PROVIDED RECORDS »

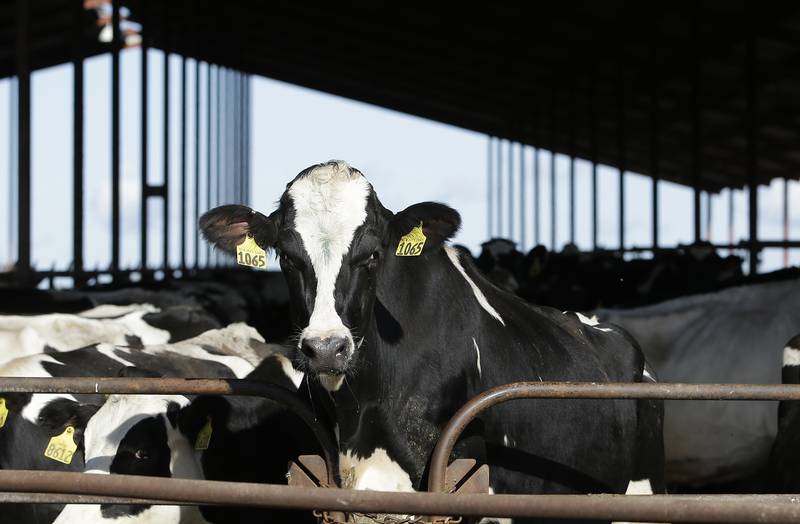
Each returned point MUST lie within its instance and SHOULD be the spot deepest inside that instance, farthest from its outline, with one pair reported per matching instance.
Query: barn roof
(656, 87)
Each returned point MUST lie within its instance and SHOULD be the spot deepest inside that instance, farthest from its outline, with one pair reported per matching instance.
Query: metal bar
(144, 146)
(489, 188)
(752, 152)
(654, 128)
(654, 508)
(536, 198)
(77, 145)
(184, 193)
(177, 386)
(696, 122)
(23, 70)
(196, 163)
(785, 220)
(511, 190)
(522, 243)
(166, 159)
(116, 44)
(591, 390)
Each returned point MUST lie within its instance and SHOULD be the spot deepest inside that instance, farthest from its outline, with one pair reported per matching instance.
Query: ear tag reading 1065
(412, 243)
(204, 436)
(62, 447)
(248, 253)
(3, 412)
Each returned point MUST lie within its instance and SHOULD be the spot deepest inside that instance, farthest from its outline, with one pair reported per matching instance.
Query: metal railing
(40, 487)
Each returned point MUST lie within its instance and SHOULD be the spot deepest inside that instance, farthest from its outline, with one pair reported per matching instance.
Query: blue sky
(407, 159)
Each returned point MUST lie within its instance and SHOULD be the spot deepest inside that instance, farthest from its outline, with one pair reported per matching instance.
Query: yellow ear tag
(411, 244)
(3, 412)
(204, 436)
(62, 447)
(248, 253)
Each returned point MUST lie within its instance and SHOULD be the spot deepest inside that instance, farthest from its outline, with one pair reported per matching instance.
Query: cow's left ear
(225, 227)
(439, 223)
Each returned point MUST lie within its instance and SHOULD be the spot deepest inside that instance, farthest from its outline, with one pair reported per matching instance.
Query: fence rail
(42, 487)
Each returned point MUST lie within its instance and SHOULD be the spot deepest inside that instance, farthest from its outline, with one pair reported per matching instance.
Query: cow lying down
(158, 435)
(135, 324)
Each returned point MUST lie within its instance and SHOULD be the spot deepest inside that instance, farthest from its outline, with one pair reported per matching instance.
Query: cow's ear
(225, 227)
(439, 223)
(202, 410)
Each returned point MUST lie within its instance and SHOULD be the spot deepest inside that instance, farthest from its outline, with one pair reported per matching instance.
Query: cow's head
(332, 236)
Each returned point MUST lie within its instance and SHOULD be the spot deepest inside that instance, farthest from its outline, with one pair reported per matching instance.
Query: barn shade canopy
(699, 93)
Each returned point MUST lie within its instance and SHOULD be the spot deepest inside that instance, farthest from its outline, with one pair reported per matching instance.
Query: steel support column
(23, 66)
(77, 144)
(116, 45)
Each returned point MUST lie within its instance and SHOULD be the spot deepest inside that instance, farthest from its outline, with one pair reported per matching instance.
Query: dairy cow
(400, 342)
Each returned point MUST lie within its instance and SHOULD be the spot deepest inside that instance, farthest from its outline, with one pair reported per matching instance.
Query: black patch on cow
(389, 328)
(143, 451)
(134, 342)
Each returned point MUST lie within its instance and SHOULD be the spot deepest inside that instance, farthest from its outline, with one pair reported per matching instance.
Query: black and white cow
(784, 470)
(134, 324)
(155, 434)
(401, 342)
(730, 336)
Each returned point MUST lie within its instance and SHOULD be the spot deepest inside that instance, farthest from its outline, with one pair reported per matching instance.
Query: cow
(156, 434)
(136, 324)
(401, 342)
(784, 467)
(730, 336)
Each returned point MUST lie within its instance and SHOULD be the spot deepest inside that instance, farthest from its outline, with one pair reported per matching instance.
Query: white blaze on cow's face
(133, 434)
(329, 206)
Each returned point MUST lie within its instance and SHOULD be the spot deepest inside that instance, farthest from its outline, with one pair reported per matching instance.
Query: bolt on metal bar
(178, 386)
(591, 390)
(652, 508)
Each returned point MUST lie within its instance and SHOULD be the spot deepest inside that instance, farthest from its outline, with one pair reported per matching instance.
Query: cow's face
(138, 435)
(332, 236)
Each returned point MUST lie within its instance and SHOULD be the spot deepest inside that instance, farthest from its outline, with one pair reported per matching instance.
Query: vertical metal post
(654, 130)
(167, 124)
(489, 188)
(184, 193)
(522, 243)
(144, 147)
(197, 209)
(571, 140)
(499, 187)
(696, 131)
(116, 45)
(537, 239)
(752, 146)
(511, 190)
(23, 67)
(621, 140)
(77, 144)
(785, 221)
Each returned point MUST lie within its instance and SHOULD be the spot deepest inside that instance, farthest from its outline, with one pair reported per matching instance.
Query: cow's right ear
(226, 227)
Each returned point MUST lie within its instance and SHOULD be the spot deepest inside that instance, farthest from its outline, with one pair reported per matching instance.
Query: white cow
(734, 336)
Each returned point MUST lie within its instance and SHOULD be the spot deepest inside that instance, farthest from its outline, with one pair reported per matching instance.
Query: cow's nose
(324, 350)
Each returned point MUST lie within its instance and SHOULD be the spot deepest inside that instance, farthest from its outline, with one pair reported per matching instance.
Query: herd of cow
(381, 345)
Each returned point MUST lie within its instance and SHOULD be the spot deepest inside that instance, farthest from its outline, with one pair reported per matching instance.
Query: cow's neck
(409, 379)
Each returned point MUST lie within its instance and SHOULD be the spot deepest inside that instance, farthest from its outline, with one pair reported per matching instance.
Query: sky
(407, 160)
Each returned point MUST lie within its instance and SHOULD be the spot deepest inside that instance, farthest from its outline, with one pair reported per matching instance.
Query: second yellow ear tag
(62, 447)
(204, 436)
(248, 253)
(411, 244)
(3, 412)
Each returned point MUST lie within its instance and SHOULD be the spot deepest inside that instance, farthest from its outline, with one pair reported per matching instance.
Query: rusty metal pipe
(181, 386)
(652, 508)
(591, 390)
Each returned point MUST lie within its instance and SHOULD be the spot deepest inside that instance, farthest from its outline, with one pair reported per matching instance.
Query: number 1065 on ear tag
(248, 253)
(411, 244)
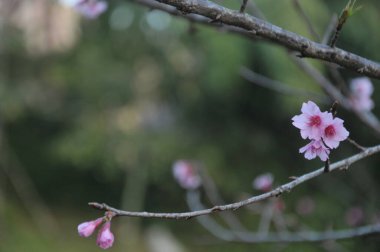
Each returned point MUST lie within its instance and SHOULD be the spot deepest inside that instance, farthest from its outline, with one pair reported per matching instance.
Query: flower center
(315, 121)
(330, 131)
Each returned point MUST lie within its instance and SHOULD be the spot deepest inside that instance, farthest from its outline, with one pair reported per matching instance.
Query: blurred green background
(98, 110)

TASK DETAILS » Strip out the images, then output the records above word for word.

TASK OUTPUT »
Each returned point MUST lie within its instance and SHOULD be the spot deepest inside that instance, farthest from its outline, with one pair reported per matching instance.
Query: barn roof
(656, 87)
Each returned point MUST lie within its instance and SHOULD be the spot deepest inside that instance, farthest from its outline, with one pair reported per matching instance.
Query: metal bar
(144, 146)
(489, 188)
(752, 152)
(654, 128)
(654, 508)
(536, 198)
(77, 145)
(184, 193)
(177, 386)
(696, 122)
(23, 70)
(196, 163)
(785, 220)
(511, 190)
(522, 243)
(166, 159)
(116, 44)
(591, 390)
Each returned point MUST lie within its instance and SHOULD be the spot deepest inside that instance, farthest from its outline, with one pair reported per matching instance.
Query: ear tag reading 1065
(412, 243)
(204, 436)
(62, 447)
(248, 253)
(3, 412)
Each returned point MUST lie within its instance and SHOULD be the spot deepest inside that instance, farthest from its outline, with one pair reported per matching instance.
Query: metal railing
(40, 487)
Each returned point MUST lie within its instance and SHOULD be the spot deepest inside that instance, farthest from its outline, with one pair reported per matching instance.
Query: blue sky
(407, 159)
Each returned point MUST lie within its instance and SHOULD be the spot deepest inside that instance, farthest from its outline, with one pair reported per matching instance.
Query: yellow ear tag
(411, 244)
(3, 412)
(204, 436)
(62, 447)
(248, 253)
Each returned point MUST lie within its instance and SHOULD be the spot deepest inside that instance, farthest from its outline, with one pair reported per matching instance.
Query: cow's left ear
(225, 227)
(439, 223)
Each returned point MUST lie within its instance and SHOULD be the spot deepest inside that instance, farthest from its outline, with one pair reported per matching instance.
Query: fence rail
(42, 487)
Each returned point MUST lie within its instance and SHOULD be the spot deepest inside that instance, farthest from its outline, with one pair reported per matching instance.
Query: cow lying down
(158, 435)
(135, 324)
Each returned point MUST lie within its instance and SHOULD be the spot deepest inside that instance, farthest from its outline, with one pair reported per matching instance.
Query: cow's ear
(225, 227)
(439, 223)
(202, 410)
Each returned point MUST lie within its instance and SHOULD be the spot deepest inside that instance, farthest from its outline, with one pair reported per matching instance.
Query: cow's head
(332, 236)
Each returned point MUST lie within its instance and SHOULD be the spot deepest inside that instance, farthest from its outline, with one pair reported per matching instance.
Query: barn shade canopy
(699, 93)
Each returned point MUST lie within its instance and SHOULD be the spot deepest inside that instance, farthest from its outline, with one pair reported per matching instance.
Query: steel support column
(23, 66)
(77, 144)
(116, 45)
Each returned point MUST lie within its instance and SHOULD be the spot deepest inside that instance, farthest from its outline, with one pair reported per matching instance.
Query: dairy cow
(400, 342)
Each returned point MUST lie within its instance and SHOULD be the spot deepest inside that instance, farthest from its outline, with one pair reported per matching instance.
Query: black patch on cow
(389, 328)
(143, 451)
(134, 342)
Each returned point MUST lie within its instance and SHOULD be the spot deepest inside that instance, farthest from its outline, with one pair reported per matching instance.
Query: black and white cow
(784, 470)
(134, 324)
(155, 434)
(401, 342)
(730, 336)
Each returned point MUST lie within its instance and SHOULD be the spot deepest inside that instance, farthest from its outline, with one pair reported per matching instance.
Query: cow
(156, 434)
(136, 324)
(401, 342)
(784, 467)
(730, 336)
Each returned point MUST lie within its instance and SHOULD be the spot deepest inside that instance, farthest from its outline, with one pair reported per matching instance.
Query: white blaze on cow's face
(133, 434)
(329, 206)
Each returned point MUST lie within its instance and SHOULD be the spot deepest inside that instance, farthest from its outline, with one pair reported per matching instance.
Query: bolt on metal bar
(178, 386)
(591, 390)
(652, 508)
Each returned point MUST lie within its instance and SHOULD be the spot deepest inside that instance, farthest from its outline, with one pair reported per matching instance.
Query: cow's face
(138, 435)
(332, 236)
Each returned point MUST lie within its instance and SHOULD be the spot deepest inside that instance, farthest from its outline, with one pair reported per matching instance.
Query: vertical metal post
(654, 130)
(167, 124)
(489, 188)
(184, 193)
(522, 243)
(144, 147)
(197, 209)
(571, 140)
(499, 187)
(696, 131)
(116, 45)
(537, 239)
(752, 146)
(511, 190)
(23, 67)
(621, 140)
(77, 144)
(785, 221)
Each returned point MUST lie within its instance and SHOULD be the spot deepest inside that instance, farthest from its outline, with one pair reported per matching instance.
Query: cow's right ear
(226, 227)
Each returned point MUST lie within its instance and SHOULD be the spot deepest inside that instance, farthest from its outline, with one pair reported per matching instance.
Query: white cow
(734, 336)
Each returned point MUST lie within its instance and SHOULD be the spot deepest inside that instance, farthest from its outline, with one pair reported per matching instance.
Query: cow's nose
(324, 350)
Each returned point MUST lie within its instance and SHOULD be the spot deepest inside that instance, farthest from its outline, with one pair reported per matching instance.
Query: herd of cow
(381, 345)
Each returned point MUST lie within its instance and SHOULD be the spot deepest inside that instance, farthest from its outline, with one pair reported per matching instance.
Query: cow's neck
(409, 379)
Each returned point MUST lie within its instance and SHOULD be the spot deepest inside that instance, farthest from its outline, with one pair reported per matching instance.
Query: sky
(407, 160)
Each returned point MUST lie within its instance and SHOULD be the spot deepest inside that instance, farthest from its outline, with one pair reported per matching instance.
Query: second yellow ear tag
(62, 447)
(204, 436)
(248, 253)
(411, 244)
(3, 412)
Each returned point MUST lie within its instance and SHOULD be the spot deepest inside that instance, farthest from its outline, with one pair reported per matching instance.
Query: rusty metal pipe
(181, 386)
(652, 508)
(591, 390)
Each returned point MUST lie within its instance and SHOULD be the spot deepest inside that instance, farthest from its outline, with one pair reported per matching instance.
Query: number 1065 on ear tag
(248, 253)
(411, 244)
Each returned point MUST lie within its instance and SHOULD be the spot deepest inside that instance, farthest from its outline, with one pair reported per matching instance.
Query: flower center
(315, 121)
(330, 131)
Each returned point MUST lie within its instance and SHOULD be the spot deepest inside that instance, farthest from its outline, with one pair reported per matching instance.
Query: blurred green background
(98, 110)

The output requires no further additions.